> GIVEN EXERCISE: State how many lines of the material below contain the string "lawn", treating case as significant, and give only that number.
● ● ● ● ●
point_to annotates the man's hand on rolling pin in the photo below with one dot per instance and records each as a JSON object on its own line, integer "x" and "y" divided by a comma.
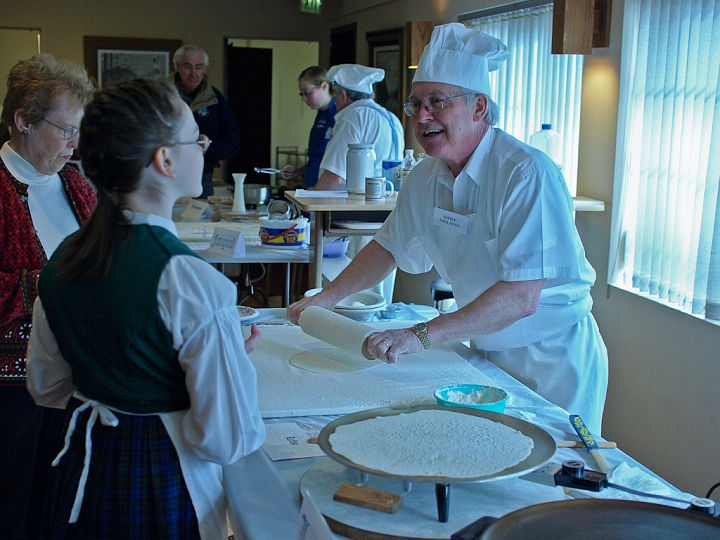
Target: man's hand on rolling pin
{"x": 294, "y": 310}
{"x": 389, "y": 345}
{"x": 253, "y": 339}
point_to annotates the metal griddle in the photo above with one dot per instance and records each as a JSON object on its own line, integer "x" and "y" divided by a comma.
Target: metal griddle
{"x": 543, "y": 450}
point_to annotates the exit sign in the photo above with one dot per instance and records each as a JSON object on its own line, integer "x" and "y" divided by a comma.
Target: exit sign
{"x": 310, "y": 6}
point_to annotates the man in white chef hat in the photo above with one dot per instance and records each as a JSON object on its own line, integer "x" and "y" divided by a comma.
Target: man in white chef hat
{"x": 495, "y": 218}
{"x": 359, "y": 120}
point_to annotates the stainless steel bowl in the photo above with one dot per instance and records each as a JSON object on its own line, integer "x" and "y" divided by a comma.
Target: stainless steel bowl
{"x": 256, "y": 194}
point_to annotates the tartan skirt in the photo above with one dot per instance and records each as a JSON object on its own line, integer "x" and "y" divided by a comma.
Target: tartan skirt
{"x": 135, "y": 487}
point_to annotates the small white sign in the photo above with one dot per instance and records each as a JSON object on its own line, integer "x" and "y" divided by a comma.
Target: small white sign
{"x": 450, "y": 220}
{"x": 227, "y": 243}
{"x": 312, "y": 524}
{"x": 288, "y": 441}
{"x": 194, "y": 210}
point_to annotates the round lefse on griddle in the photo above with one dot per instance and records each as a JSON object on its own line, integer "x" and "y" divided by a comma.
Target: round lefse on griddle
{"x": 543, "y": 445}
● ● ● ● ●
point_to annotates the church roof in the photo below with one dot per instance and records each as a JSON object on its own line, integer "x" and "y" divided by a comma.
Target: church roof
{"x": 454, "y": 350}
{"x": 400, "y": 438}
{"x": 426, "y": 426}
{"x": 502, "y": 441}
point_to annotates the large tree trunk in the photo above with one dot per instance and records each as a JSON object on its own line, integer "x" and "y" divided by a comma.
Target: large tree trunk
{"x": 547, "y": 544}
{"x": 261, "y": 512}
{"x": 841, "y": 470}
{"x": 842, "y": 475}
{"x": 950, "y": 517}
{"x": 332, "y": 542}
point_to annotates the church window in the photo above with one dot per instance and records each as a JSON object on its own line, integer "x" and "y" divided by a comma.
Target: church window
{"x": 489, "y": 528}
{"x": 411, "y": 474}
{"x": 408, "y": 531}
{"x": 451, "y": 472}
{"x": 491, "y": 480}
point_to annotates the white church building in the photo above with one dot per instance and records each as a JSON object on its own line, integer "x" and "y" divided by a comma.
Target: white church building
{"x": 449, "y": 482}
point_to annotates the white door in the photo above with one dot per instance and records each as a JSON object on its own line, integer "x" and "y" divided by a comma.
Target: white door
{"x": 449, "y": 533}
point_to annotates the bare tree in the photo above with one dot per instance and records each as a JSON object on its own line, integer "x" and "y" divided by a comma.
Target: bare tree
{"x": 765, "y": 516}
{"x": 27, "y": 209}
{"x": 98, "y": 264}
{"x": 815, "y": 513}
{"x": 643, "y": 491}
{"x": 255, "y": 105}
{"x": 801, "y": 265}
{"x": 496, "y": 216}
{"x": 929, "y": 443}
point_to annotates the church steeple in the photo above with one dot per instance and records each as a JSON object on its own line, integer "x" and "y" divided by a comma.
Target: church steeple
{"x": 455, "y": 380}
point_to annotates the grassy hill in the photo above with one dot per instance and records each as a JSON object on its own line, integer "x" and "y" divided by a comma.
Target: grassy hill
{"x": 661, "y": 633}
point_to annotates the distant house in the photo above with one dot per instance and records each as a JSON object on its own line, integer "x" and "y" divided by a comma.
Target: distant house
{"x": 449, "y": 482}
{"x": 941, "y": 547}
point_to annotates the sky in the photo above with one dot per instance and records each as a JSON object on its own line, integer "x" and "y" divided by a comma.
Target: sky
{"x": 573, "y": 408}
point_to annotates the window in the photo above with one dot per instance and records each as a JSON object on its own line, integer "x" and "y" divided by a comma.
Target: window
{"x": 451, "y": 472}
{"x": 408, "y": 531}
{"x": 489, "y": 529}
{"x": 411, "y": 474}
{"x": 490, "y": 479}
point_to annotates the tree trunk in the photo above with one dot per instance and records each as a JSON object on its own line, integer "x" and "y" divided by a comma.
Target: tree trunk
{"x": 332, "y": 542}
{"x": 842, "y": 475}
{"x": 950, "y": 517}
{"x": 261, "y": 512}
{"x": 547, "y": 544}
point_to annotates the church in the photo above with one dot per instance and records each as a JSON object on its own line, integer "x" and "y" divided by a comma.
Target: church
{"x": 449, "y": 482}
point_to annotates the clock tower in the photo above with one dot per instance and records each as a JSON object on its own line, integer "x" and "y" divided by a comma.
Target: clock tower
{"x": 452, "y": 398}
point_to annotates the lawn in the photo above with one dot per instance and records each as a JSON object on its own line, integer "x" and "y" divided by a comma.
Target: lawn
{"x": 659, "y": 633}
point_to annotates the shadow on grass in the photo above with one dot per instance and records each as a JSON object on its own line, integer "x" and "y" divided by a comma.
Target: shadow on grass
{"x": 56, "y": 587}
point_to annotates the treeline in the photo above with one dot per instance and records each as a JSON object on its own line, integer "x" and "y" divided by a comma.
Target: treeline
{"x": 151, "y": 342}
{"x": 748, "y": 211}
● ● ● ● ●
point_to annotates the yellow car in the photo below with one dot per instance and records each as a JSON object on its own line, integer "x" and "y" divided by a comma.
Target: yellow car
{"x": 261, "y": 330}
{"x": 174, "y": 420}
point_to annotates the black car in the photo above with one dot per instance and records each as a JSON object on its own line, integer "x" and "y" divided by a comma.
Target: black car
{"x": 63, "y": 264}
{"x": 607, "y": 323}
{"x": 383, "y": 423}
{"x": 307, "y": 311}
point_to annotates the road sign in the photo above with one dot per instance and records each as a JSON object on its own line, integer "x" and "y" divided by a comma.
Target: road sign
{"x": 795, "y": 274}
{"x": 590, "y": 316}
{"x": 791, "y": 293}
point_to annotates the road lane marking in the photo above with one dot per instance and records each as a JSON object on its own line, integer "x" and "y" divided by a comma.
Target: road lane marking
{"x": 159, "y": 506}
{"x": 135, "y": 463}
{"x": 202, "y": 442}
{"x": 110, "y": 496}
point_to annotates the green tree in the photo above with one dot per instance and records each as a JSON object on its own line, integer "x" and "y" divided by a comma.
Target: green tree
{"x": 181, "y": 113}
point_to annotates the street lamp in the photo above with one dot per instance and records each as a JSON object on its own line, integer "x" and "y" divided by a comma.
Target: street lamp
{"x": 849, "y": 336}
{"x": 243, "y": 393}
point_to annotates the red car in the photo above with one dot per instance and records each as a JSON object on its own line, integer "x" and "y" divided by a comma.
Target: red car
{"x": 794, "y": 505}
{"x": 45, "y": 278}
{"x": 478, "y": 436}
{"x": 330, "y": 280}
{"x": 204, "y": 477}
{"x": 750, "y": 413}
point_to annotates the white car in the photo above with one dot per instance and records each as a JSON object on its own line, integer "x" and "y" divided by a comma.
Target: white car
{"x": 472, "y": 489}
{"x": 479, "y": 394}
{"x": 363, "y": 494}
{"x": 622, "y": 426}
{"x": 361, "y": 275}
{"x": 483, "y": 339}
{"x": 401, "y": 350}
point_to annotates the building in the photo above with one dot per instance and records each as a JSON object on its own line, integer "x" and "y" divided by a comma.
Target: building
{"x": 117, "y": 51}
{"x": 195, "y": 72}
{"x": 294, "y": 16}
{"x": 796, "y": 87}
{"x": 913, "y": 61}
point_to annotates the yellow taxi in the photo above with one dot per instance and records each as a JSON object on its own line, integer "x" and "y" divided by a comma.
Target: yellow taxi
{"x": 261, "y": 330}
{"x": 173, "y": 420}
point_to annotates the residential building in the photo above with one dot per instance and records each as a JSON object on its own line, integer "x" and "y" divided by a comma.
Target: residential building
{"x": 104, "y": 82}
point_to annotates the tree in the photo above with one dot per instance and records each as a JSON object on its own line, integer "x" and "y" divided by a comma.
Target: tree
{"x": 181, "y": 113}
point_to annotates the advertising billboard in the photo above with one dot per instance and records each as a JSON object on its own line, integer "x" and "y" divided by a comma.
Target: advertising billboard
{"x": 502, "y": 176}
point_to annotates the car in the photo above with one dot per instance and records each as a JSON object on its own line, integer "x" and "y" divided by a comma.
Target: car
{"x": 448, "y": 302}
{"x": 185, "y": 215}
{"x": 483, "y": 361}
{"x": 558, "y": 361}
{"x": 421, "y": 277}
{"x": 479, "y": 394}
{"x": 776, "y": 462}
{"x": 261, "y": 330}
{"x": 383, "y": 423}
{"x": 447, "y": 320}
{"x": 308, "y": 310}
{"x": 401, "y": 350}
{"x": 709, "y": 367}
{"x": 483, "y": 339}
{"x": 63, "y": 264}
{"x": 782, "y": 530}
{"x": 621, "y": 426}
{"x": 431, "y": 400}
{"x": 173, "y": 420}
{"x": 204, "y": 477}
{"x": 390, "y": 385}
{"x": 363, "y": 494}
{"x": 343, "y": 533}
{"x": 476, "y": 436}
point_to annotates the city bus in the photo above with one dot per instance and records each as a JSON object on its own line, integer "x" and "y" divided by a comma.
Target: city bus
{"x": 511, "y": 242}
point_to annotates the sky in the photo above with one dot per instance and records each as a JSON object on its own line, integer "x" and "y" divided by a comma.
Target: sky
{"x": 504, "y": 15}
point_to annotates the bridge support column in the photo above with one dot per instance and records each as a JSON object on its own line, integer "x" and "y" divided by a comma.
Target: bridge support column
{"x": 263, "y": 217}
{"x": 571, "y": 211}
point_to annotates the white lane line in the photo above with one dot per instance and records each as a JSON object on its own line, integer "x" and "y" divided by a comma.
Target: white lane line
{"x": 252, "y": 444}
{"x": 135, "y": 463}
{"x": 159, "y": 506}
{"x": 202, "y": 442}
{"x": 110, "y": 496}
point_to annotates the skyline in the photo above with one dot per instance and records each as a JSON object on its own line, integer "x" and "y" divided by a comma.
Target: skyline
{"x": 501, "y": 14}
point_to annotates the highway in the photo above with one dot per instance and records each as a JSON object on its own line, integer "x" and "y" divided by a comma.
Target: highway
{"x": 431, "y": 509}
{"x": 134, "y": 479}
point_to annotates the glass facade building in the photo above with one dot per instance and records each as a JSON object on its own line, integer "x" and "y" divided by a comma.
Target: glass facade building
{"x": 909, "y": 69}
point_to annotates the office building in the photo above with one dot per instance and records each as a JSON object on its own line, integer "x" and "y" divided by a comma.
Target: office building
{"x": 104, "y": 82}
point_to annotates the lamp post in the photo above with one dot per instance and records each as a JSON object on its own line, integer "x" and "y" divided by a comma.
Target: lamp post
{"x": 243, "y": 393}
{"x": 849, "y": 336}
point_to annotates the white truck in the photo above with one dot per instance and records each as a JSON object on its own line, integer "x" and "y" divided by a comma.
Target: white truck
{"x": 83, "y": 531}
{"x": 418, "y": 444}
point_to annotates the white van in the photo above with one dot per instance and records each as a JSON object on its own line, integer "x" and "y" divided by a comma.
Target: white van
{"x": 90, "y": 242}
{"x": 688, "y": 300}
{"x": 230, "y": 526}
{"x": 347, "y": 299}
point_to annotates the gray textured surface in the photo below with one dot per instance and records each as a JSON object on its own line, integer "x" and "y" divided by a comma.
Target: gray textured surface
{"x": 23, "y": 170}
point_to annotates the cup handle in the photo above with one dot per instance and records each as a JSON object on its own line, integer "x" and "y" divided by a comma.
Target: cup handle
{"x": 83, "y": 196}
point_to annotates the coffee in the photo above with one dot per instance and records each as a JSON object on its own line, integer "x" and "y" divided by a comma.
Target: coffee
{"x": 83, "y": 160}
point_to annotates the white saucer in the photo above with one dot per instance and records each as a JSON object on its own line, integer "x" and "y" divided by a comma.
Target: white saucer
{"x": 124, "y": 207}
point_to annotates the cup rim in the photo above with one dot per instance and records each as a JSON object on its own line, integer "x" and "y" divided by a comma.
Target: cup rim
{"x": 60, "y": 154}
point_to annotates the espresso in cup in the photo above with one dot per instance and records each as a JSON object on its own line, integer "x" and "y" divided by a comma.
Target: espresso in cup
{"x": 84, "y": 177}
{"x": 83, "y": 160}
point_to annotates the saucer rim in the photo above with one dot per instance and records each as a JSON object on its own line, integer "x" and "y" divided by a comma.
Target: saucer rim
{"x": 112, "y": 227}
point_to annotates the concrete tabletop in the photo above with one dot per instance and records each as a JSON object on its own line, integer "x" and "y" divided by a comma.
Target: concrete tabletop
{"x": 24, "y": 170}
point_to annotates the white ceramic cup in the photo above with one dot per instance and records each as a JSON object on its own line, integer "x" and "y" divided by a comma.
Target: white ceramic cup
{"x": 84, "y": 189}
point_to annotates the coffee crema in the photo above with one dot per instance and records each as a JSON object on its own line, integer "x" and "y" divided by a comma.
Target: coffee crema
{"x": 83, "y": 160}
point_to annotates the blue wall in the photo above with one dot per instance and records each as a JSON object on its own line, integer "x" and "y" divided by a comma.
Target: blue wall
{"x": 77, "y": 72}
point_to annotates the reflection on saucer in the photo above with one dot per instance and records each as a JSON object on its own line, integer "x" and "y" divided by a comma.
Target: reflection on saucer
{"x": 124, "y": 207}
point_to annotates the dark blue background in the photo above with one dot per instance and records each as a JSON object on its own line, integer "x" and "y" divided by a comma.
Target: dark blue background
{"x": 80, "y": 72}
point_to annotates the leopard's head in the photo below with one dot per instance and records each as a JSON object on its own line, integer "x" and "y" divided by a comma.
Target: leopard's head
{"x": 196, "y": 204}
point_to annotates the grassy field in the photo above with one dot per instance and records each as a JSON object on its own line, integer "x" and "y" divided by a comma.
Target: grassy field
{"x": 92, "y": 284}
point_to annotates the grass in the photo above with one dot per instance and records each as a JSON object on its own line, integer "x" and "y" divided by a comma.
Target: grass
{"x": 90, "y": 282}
● ● ● ● ●
> RESPONSE: 2